PROVIDED RECORDS

BEGIN

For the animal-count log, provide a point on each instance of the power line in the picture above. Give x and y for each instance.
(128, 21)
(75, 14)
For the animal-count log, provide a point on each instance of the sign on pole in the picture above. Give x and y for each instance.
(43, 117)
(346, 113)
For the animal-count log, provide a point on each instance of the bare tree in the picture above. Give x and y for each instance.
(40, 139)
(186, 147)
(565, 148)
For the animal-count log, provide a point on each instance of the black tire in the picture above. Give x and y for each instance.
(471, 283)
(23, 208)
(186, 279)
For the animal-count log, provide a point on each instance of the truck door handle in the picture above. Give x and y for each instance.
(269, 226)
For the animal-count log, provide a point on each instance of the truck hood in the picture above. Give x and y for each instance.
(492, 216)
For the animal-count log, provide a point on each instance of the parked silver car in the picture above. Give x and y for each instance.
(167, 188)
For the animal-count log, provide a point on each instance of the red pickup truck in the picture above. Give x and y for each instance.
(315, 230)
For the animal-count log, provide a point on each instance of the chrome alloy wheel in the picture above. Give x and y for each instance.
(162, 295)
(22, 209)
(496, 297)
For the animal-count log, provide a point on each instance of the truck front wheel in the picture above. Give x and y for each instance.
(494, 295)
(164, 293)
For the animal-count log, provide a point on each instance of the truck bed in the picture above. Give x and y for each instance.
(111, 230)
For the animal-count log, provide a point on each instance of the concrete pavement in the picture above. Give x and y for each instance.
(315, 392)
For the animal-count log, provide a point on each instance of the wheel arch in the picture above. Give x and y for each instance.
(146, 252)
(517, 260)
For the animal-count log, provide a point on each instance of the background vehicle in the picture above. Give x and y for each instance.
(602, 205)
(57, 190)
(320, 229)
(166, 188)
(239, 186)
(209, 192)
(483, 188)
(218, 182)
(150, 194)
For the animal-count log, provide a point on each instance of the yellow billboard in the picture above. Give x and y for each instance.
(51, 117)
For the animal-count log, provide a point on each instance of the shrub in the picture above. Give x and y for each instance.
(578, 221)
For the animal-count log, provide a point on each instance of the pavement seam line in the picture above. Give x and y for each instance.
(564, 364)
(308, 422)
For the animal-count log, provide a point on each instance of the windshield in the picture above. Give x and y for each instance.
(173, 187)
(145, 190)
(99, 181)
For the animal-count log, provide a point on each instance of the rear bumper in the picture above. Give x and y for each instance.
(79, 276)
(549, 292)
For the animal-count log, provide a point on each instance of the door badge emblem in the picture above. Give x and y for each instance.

END

WHAT YOU SHOULD DO
Retype exactly the lines from the one containing "the truck front" through the end of the data. Add nothing.

EXERCISE RESPONSE
For the animal-count log, provide a point on each instance of the truck front wheel in the picture above. Give x and y for each instance.
(494, 295)
(164, 293)
For the animal-count log, provide a point on each instance of the truck bed in the picture above. Give x and y for each instance.
(111, 230)
For the animal-count log, provide a point on each instance of the concrete pavement in the picture above. Give x and y for each instance.
(315, 392)
For the animal-count log, provide a point on each instance of the wheel arch in the picture above. Give x and y for each instance.
(146, 252)
(517, 260)
For the animal-count log, provide a point on each instance of the background vehicle in the picture above. Give x and y for each instance.
(602, 205)
(57, 190)
(320, 229)
(166, 188)
(239, 186)
(209, 192)
(483, 188)
(218, 182)
(150, 194)
For the animal-count log, provide a point on each instance of the yellow billboard in the picture above. Give x and y for each instance.
(51, 117)
For the animal-count log, provide a point on each instance of the shrub in the picture above. Give x and y for each instance.
(578, 221)
For the animal-count log, provide a point on each instance of the pavement seam line in the picture above. Give x and y for each instance.
(564, 364)
(308, 422)
For the animal-count log, provide a point on each instance of the windshield in the picture above. Give x and y for each instance.
(173, 187)
(145, 190)
(99, 181)
For the animal-count log, provide a point on each instance of the rear bumper in the picture above. Give x and y for each instance.
(79, 276)
(549, 292)
For the animal-count log, provide a point on each instance of the door badge emblem in the picture above. Give x and y for each instance.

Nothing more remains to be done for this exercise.